**SELECTED TEXT**:
━━━━━━━━━━━━━━━━

Identifying research paper keywords with most usage growth for emerging research topics of actively financing biopharmaceutical industry fields of 2014–2017

Then, we conducted queries of all keywords in Table 3 into the Web of Science Core Collection database to analyze growth in the frequency of those keywords that appeared in the title, keywords, or Keyword Plus of the research papers during 2014–2017. These consecutive years were observed to elucidate the growth of specific research topics throughout what we deemed as an appropriately certain length of time, four years, as determined by reference to leading cases in CRISPR and Cas9, with the maximum years to founding of a startup because its initial associated research paper took four years [4]. Rankings of keywords showing the most growth in incidence for each industry code/subcode were constructed based on growth multiples (Table 4).

Table 4

Keyword frequency growth multiple in web of science core collection related to active financing in biopharmaceutical industry fields during 2014–2017.

Rank	Keyword	Start Year Count	End Year Count	Growth (×)

━━━━━━━━━━━━━━━━

**SOURCE MATERIAL**:
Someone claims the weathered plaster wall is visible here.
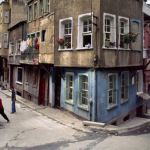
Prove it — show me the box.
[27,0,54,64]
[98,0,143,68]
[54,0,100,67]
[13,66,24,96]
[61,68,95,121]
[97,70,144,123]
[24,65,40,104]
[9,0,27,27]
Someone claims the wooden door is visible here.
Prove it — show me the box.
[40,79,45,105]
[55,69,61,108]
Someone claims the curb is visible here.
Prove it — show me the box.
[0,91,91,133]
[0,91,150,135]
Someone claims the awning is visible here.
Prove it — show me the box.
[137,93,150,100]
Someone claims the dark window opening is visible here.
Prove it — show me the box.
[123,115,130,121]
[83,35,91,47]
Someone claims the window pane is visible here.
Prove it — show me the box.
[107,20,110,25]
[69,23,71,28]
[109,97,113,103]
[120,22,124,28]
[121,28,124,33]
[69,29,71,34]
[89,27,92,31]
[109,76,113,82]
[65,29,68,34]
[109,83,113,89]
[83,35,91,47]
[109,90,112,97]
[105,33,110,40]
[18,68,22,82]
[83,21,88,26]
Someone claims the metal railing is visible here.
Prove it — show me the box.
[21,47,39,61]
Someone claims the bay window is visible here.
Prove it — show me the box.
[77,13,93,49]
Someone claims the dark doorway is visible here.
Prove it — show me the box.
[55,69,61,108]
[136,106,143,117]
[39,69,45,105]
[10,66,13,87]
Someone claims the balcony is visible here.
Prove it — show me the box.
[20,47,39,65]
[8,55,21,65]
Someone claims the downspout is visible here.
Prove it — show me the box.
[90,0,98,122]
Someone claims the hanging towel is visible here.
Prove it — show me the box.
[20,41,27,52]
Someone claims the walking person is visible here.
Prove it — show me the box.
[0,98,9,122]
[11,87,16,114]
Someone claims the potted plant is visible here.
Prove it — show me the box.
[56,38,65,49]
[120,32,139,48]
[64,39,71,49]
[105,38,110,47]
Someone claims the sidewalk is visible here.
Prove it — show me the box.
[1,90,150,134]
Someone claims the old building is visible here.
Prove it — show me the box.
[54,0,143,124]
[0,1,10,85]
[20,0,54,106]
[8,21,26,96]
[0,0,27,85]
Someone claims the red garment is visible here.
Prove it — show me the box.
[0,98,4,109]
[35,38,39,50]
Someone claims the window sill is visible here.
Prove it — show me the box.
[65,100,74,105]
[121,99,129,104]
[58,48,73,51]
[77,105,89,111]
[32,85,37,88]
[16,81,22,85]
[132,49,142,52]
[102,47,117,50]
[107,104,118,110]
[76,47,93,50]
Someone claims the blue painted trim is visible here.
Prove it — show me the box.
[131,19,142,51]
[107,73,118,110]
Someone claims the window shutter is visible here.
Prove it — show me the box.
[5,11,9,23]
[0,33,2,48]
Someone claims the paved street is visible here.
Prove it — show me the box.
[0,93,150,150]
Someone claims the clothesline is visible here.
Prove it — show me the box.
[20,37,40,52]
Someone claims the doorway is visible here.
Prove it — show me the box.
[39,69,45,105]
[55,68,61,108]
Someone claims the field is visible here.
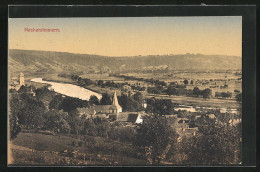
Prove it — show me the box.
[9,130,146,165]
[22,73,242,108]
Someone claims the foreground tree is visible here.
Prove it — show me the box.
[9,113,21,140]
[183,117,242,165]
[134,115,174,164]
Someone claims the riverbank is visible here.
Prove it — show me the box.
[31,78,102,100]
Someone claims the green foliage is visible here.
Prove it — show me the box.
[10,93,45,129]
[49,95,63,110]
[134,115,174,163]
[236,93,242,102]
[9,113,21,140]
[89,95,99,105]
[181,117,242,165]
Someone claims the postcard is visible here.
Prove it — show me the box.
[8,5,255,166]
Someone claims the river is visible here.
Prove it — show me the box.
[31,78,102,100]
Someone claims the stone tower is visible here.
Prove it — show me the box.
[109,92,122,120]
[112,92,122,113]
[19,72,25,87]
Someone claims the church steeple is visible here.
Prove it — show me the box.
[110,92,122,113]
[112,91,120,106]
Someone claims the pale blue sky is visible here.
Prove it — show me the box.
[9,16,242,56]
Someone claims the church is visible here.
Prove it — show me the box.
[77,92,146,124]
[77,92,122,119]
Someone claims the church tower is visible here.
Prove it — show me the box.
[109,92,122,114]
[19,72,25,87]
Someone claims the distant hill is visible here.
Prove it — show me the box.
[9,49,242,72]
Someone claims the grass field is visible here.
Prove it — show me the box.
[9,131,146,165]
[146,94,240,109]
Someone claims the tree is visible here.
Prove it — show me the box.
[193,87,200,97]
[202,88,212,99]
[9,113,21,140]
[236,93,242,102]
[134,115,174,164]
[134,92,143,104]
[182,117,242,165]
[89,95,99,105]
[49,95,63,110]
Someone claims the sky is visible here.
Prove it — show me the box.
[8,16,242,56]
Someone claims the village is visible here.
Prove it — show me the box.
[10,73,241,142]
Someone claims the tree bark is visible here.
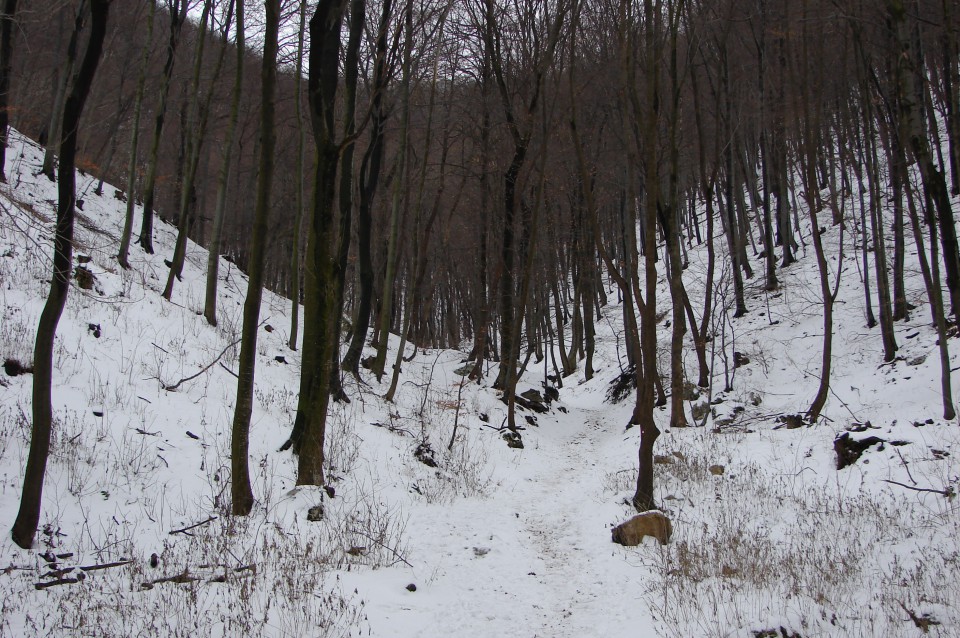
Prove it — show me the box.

━━━━━━━━━━━━━━━━

**LIST OF TASKS**:
(a) In the keyword-growth passage, what does the part starting with "Then, we conducted" and going on through "growth multiples (Table 4)." read like if you change "startup" to "spin-off company"?
(b) Answer these questions about the keyword-growth passage:
(i) Which database were the keyword queries run against?
(ii) What were the rankings of keywords for each industry code/subcode based on?
(iii) What column headings does Table 4 list?

**ANSWERS TO THIS EXERCISE**:
(a)
Then, we conducted queries of all keywords in Table 3 into the Web of Science Core Collection database to analyze growth in the frequency of those keywords that appeared in the title, keywords, or Keyword Plus of the research papers during 2014–2017. These consecutive years were observed to elucidate the growth of specific research topics throughout what we deemed as an appropriately certain length of time, four years, as determined by reference to leading cases in CRISPR and Cas9, with the maximum years to founding of a spin-off company because its initial associated research paper took four years [4]. Rankings of keywords showing the most growth in incidence for each industry code/subcode were constructed based on growth multiples (Table 4).

(b)
(i) The Web of Science Core Collection database.
(ii) Growth multiples.
(iii) Rank, Keyword, Start Year Count, End Year Count, and Growth (×).